[Start of section]
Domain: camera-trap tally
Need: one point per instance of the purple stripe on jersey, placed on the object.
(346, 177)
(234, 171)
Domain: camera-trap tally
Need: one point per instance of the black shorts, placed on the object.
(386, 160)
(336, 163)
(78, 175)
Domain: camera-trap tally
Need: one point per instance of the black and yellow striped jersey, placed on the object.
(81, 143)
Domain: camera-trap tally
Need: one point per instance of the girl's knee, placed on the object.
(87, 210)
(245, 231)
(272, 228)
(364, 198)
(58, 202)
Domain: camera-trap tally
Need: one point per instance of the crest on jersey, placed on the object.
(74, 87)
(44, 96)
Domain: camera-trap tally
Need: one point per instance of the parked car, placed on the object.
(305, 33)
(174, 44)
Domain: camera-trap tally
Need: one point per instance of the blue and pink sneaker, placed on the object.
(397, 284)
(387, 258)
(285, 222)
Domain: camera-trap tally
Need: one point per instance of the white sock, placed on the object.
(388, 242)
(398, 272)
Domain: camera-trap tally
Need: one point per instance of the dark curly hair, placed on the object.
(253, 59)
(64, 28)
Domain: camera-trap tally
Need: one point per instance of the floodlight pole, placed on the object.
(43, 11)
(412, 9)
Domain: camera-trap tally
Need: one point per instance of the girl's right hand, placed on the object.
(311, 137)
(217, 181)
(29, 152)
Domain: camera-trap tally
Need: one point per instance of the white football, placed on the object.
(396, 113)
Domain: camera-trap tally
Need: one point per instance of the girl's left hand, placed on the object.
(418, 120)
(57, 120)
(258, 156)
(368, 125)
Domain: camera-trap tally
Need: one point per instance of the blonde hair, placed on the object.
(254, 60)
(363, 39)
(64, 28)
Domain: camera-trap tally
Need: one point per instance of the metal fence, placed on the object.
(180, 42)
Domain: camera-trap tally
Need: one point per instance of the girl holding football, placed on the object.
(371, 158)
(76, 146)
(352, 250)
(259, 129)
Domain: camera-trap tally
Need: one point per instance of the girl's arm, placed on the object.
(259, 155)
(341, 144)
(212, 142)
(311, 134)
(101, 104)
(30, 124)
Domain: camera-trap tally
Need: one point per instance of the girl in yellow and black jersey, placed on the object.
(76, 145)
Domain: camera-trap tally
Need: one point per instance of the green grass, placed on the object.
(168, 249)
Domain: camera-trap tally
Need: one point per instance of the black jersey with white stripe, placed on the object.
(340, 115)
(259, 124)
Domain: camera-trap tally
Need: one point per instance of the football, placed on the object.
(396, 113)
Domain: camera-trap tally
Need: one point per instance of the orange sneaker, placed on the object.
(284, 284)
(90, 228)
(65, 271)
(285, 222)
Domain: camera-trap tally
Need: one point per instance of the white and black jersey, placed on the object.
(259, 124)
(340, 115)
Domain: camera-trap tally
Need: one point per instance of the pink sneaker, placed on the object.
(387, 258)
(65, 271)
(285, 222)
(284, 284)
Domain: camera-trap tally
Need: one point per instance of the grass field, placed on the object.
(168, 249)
[End of section]
### Work instruction
Repeat the data. Every word must match.

### Problem solution
Domain: camera-trap tally
Need: one point per instance of the purple stripe on jersey, placed on the object.
(346, 177)
(234, 171)
Domain: camera-trap tally
Need: one point per instance of the black shorts, placed on the object.
(386, 160)
(336, 163)
(78, 175)
Domain: camera-trap tally
Need: one point per instance of the black and yellow striped jersey, placed on the object.
(81, 143)
Domain: camera-trap tally
Need: one point per instance of the girl's knee, placed on the object.
(87, 210)
(245, 231)
(272, 228)
(364, 198)
(58, 202)
Domain: camera-trap tally
Need: one point per instance of the crest on jersey, placed on the object.
(74, 87)
(44, 96)
Domain: camera-trap tally
Need: one point per instance of the parked car, placed on the object.
(305, 33)
(174, 44)
Domain: camera-trap tally
Need: one point per instance of the blue and pink sneaker, placed on the object.
(397, 284)
(387, 258)
(285, 222)
Domain: camera-trap tally
Need: one point per instance of the white sock, placed on the object.
(388, 242)
(398, 272)
Domain: camera-trap tally
Need: one point per instance of the dark curly hair, placed on the object.
(253, 59)
(64, 28)
Domain: camera-trap tally
Need: one point per instance of the floodlight pole, placed on the object.
(43, 11)
(412, 9)
Domain: camera-trap tally
Need: one point per instance of the girl's right hand, placed on the object.
(311, 137)
(217, 181)
(29, 152)
Domain: camera-trap tally
Need: one point per instance of the white football, placed on the object.
(396, 113)
Domain: camera-trap tally
Need: one point per instance of the girl's left hand, placed on the object.
(418, 120)
(57, 120)
(258, 156)
(368, 125)
Domain: camera-trap tally
Need: one point per instance of the blonde hair, placed on the object.
(254, 60)
(363, 39)
(64, 28)
Domain: camera-trap tally
Need: one point per instance of the metal fence, placed on the object.
(180, 42)
Domain: camera-trap tally
Need: one point per instance of the girl holding football, placed on the object.
(371, 158)
(76, 146)
(352, 250)
(259, 129)
Domain: camera-trap tally
Need: one point per instance of the girl's arm, placed on the object.
(259, 155)
(341, 144)
(212, 142)
(311, 134)
(101, 104)
(30, 124)
Domain: camera-trap tally
Need: one point per instance of the girl in yellow and black jersey, placed on the object.
(76, 145)
Domain: camera-trap tally
Need: one point per instance of the green grass, placed on the object.
(168, 249)
Domain: camera-trap tally
Need: one point per instance of the black jersey with white stripe, placed on the object.
(340, 115)
(259, 124)
Domain: camera-trap tally
Need: one point per instance of the football, placed on the object.
(396, 113)
Domain: camera-trap tally
Need: one point per instance of the orange sneaker, placed on the object.
(284, 284)
(90, 228)
(65, 271)
(285, 222)
Domain: camera-trap tally
Need: one point per instance of the white and black jersey, placed on the object.
(259, 124)
(340, 115)
Domain: camera-trap tally
Need: one point per instance of the pink sneaker, placed on the object.
(387, 258)
(65, 271)
(285, 222)
(284, 284)
Domain: camera-trap tally
Need: one point per instance of the grass field, placed on the object.
(168, 249)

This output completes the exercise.